(Описание задания): Где, согласно тексту о романе как жанре, таится правда о любом человеке?

(Исходный текст):
Метафизика взгляда. Этюды о скользящем и проникающем - Сергей Ильин
Шрифт:
Интервал:
Закладка:
Вопрос ребром. – Не кажется ли вам, что роман как жанр окончательно исчерпал себя – и не потому даже, что в наше время практически не пишутся выдающиеся романы (которые всегда в единственном числе), зато пишутся романы, мягко говоря, не вполне выдающиеся (имя которым легион), а потому, что слишком очевидной стала сама условная природа романа как жанра? и дело тут в том, что правда о любом человеке таится во времени как душа в теле, – так что чем больше временные промежутки, тем существенней в них раскрывается человек, а вот это-то для любого романа все равно что смерть: заряженное умной игрой художественное деяние, в чем бы оно ни заключалось, нуждается в сравнительно коротких промежутках времени (так называемое классическое единство времени, места и действия), – и никогда никакой герой романа не может фигурировать в пределах игрового пространства, разделенного годами, а то и десятилетиями, то есть получается, что самое важное и интересное в художественной литературе всегда происходит в течение довольно ограниченного времени, иначе теряется напряжение повествования, без напряжения нет связующей музыки, а без музыки нет вообще ничего.

(Фрагмент данных):
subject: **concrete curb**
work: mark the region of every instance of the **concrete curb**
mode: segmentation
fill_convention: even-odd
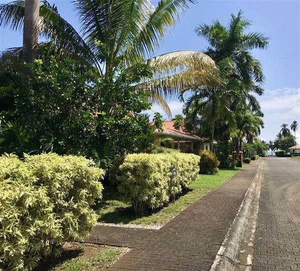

(Результат задания): Во времени, как душа в теле.